Your goal:
From the first record to the last, write out each one exactly.

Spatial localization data
_ _ _ _

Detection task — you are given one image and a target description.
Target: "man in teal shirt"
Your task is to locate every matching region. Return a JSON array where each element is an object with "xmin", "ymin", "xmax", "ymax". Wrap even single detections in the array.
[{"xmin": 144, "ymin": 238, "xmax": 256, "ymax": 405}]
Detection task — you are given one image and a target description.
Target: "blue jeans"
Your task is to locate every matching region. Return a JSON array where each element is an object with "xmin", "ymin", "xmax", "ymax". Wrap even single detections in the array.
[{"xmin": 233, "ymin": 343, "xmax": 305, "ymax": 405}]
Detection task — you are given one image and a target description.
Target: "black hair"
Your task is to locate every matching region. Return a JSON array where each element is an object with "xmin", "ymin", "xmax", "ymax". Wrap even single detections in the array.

_ _ _ _

Worked solution:
Detection task — you are given one image and a target description.
Target: "man in teal shirt"
Your task is to locate every matching region. Return a JSON array where each element is an object with "xmin", "ymin", "xmax", "ymax". Wrap even single detections in the array.
[{"xmin": 144, "ymin": 238, "xmax": 256, "ymax": 405}]
Detection task — you are given one image and a target description.
Target: "blue jeans"
Your task is to locate every matching region. Return a JSON array where each element is an object with "xmin", "ymin", "xmax", "ymax". Wrap even single detections in the array.
[{"xmin": 233, "ymin": 343, "xmax": 305, "ymax": 405}]
Detection task — you are given one image and a target description.
Target: "black hair"
Your task is to locate every matching region. Return a JSON array where each element is an object with "xmin", "ymin", "xmax", "ymax". Wrap even single detections in the array.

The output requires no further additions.